== Data records
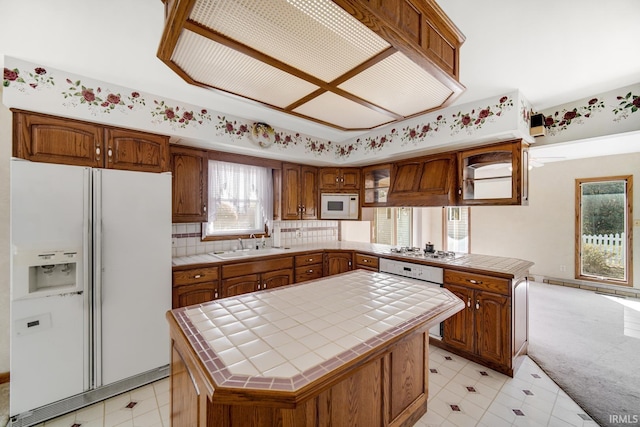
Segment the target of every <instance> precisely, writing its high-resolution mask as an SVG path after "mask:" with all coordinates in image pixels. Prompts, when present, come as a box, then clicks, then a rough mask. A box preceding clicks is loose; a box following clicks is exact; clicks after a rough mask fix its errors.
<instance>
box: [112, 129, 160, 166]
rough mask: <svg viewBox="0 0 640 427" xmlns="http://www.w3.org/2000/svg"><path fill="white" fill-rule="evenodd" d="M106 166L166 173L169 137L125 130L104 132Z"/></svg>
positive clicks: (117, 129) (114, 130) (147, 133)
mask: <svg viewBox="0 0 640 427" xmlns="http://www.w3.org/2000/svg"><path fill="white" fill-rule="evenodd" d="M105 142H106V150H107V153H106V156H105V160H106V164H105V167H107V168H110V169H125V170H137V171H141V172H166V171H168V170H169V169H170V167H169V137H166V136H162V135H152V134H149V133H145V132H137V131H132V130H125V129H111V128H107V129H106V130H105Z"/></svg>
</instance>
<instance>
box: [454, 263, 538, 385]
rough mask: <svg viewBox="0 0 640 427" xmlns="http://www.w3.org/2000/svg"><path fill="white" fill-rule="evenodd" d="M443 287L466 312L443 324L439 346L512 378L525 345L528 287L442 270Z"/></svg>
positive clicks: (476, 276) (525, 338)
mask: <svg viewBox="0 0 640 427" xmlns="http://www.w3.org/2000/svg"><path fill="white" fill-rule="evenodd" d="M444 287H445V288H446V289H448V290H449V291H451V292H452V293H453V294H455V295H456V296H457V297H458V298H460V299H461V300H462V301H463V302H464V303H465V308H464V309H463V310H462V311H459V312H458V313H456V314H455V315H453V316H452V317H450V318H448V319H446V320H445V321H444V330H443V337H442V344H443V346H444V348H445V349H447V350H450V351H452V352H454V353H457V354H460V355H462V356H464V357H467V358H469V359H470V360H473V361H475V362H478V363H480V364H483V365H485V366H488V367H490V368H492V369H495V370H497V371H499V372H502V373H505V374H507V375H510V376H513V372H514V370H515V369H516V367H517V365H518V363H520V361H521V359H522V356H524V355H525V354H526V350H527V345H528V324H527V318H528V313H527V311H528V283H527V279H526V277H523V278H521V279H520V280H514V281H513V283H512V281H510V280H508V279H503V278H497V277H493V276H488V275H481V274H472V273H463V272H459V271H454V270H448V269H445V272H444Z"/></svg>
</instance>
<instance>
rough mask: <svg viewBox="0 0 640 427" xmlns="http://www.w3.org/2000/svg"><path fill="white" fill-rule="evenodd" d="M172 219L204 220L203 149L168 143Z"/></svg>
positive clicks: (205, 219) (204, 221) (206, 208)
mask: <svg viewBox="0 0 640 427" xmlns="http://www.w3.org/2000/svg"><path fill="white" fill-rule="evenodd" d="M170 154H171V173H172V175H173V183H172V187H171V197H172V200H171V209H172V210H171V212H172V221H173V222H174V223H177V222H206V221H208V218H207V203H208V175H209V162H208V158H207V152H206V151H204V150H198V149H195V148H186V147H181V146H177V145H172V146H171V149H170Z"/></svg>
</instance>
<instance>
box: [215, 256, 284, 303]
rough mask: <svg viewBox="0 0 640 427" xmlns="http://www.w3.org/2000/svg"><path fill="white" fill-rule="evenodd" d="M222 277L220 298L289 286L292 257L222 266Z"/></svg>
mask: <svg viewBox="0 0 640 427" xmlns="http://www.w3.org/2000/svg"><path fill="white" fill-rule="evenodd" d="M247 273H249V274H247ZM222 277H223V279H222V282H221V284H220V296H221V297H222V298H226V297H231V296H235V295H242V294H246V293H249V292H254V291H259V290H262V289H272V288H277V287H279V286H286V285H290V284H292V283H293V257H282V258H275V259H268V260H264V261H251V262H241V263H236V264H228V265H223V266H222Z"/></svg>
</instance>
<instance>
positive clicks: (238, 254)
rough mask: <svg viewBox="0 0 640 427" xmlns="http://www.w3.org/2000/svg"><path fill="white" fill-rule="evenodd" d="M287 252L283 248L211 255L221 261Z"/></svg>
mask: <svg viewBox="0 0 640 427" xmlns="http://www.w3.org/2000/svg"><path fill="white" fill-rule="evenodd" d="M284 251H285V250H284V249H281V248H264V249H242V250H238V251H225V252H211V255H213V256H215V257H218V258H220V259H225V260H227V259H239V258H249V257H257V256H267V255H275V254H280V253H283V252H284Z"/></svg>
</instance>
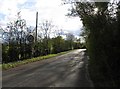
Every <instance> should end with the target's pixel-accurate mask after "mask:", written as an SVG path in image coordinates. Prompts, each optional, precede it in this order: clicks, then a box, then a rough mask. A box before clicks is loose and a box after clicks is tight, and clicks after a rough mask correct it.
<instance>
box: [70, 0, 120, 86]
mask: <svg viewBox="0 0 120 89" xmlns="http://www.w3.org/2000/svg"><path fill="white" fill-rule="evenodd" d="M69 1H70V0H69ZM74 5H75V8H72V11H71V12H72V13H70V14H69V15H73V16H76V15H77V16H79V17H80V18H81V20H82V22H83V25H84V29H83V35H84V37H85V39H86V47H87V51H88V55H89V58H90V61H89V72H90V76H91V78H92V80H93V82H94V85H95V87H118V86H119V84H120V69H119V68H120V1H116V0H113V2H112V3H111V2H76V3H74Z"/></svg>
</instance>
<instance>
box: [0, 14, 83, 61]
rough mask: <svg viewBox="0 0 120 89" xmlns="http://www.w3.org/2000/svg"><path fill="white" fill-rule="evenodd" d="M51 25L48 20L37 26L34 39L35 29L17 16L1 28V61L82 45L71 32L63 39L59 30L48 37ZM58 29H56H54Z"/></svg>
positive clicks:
====
Task directions: Please reproduce every line of the records above without changing anything, and leave the pictures out.

Finished task:
Segment the target of every <instance> precisely, writing its high-resolution mask as an SVG path after "mask:" with all coordinates in image pixels. Prompts, when present, come as a box, then clicks, then a rough mask. A box preceding clicks is loose; a box following clicks is exact; clicks after a rough mask fix its errors.
<instance>
box: [112, 129, 160, 166]
rough mask: <svg viewBox="0 0 640 427" xmlns="http://www.w3.org/2000/svg"><path fill="white" fill-rule="evenodd" d="M106 166L166 173L169 137L125 130L104 132Z"/></svg>
positive clicks: (117, 129) (114, 130) (147, 133)
mask: <svg viewBox="0 0 640 427" xmlns="http://www.w3.org/2000/svg"><path fill="white" fill-rule="evenodd" d="M105 142H106V150H107V153H106V156H105V160H106V164H105V167H107V168H110V169H125V170H137V171H141V172H166V171H168V170H169V169H170V167H169V137H166V136H162V135H152V134H149V133H145V132H137V131H132V130H125V129H111V128H107V129H106V130H105Z"/></svg>
</instance>
<instance>
box: [454, 263, 538, 385]
rough mask: <svg viewBox="0 0 640 427" xmlns="http://www.w3.org/2000/svg"><path fill="white" fill-rule="evenodd" d="M443 287L466 312L443 324L439 346L512 378L525 345L528 287L442 270Z"/></svg>
positive clicks: (476, 276) (525, 338)
mask: <svg viewBox="0 0 640 427" xmlns="http://www.w3.org/2000/svg"><path fill="white" fill-rule="evenodd" d="M444 287H445V288H446V289H448V290H449V291H451V292H452V293H453V294H455V295H456V296H457V297H458V298H460V299H461V300H462V301H463V302H464V303H465V308H464V309H463V310H462V311H459V312H458V313H456V314H455V315H453V316H452V317H450V318H448V319H446V320H445V321H444V330H443V337H442V344H443V346H444V348H445V349H447V350H450V351H452V352H454V353H457V354H460V355H462V356H464V357H467V358H469V359H470V360H473V361H475V362H478V363H480V364H483V365H485V366H488V367H490V368H492V369H495V370H497V371H499V372H502V373H505V374H507V375H510V376H513V372H514V370H515V369H516V367H517V365H518V363H520V361H521V359H522V356H524V355H525V354H526V350H527V345H528V324H527V318H528V313H527V311H528V283H527V279H526V277H523V278H521V279H520V280H514V281H513V283H512V281H510V280H508V279H503V278H497V277H493V276H488V275H481V274H472V273H463V272H459V271H454V270H448V269H445V272H444Z"/></svg>
</instance>
<instance>
rough mask: <svg viewBox="0 0 640 427" xmlns="http://www.w3.org/2000/svg"><path fill="white" fill-rule="evenodd" d="M172 219L204 220L203 149L168 143Z"/></svg>
positive clicks: (205, 219) (204, 221) (206, 208)
mask: <svg viewBox="0 0 640 427" xmlns="http://www.w3.org/2000/svg"><path fill="white" fill-rule="evenodd" d="M170 154H171V173H172V175H173V183H172V187H171V197H172V200H171V209H172V210H171V212H172V221H173V222H174V223H177V222H206V221H208V218H207V203H208V175H209V162H208V158H207V152H206V151H204V150H198V149H195V148H186V147H181V146H177V145H172V146H171V149H170Z"/></svg>
</instance>
<instance>
box: [215, 256, 284, 303]
rough mask: <svg viewBox="0 0 640 427" xmlns="http://www.w3.org/2000/svg"><path fill="white" fill-rule="evenodd" d="M222 277L220 298L289 286L292 257L222 266Z"/></svg>
mask: <svg viewBox="0 0 640 427" xmlns="http://www.w3.org/2000/svg"><path fill="white" fill-rule="evenodd" d="M247 273H249V274H247ZM222 277H223V279H222V282H221V284H220V296H221V297H222V298H226V297H231V296H235V295H242V294H246V293H249V292H254V291H259V290H262V289H272V288H277V287H279V286H286V285H290V284H292V283H293V257H282V258H275V259H268V260H264V261H251V262H241V263H236V264H228V265H223V266H222Z"/></svg>
</instance>
<instance>
positive clicks: (238, 254)
rough mask: <svg viewBox="0 0 640 427" xmlns="http://www.w3.org/2000/svg"><path fill="white" fill-rule="evenodd" d="M287 252L283 248L211 255L221 261Z"/></svg>
mask: <svg viewBox="0 0 640 427" xmlns="http://www.w3.org/2000/svg"><path fill="white" fill-rule="evenodd" d="M284 251H285V250H284V249H281V248H264V249H242V250H238V251H225V252H211V255H213V256H215V257H218V258H220V259H225V260H227V259H239V258H249V257H257V256H267V255H275V254H280V253H283V252H284Z"/></svg>
</instance>
Every <instance> should end with the target's pixel-accurate mask after "mask:", written as an SVG path in image coordinates. Prompts, each optional, precede it in this order: clicks, then a box, then a rough mask. A box before clicks is loose and a box after clicks is tight, and clicks after a rough mask correct it.
<instance>
box: [70, 0, 120, 86]
mask: <svg viewBox="0 0 120 89" xmlns="http://www.w3.org/2000/svg"><path fill="white" fill-rule="evenodd" d="M69 1H70V0H69ZM74 5H75V8H72V11H71V12H72V13H70V14H69V15H73V16H76V15H77V16H79V17H80V18H81V20H82V22H83V25H84V29H83V35H84V37H85V39H86V47H87V51H88V55H89V58H90V61H89V72H90V76H91V78H92V80H93V82H94V85H95V87H118V86H119V84H120V69H119V68H120V1H116V0H113V2H112V3H111V2H76V3H74Z"/></svg>
</instance>
<instance>
box: [0, 14, 83, 61]
rough mask: <svg viewBox="0 0 120 89" xmlns="http://www.w3.org/2000/svg"><path fill="white" fill-rule="evenodd" d="M51 25L48 20L37 26L34 39L35 29L17 16L1 28V61L82 45L71 32L63 39L59 30L48 37ZM58 29H56H54Z"/></svg>
positive clicks:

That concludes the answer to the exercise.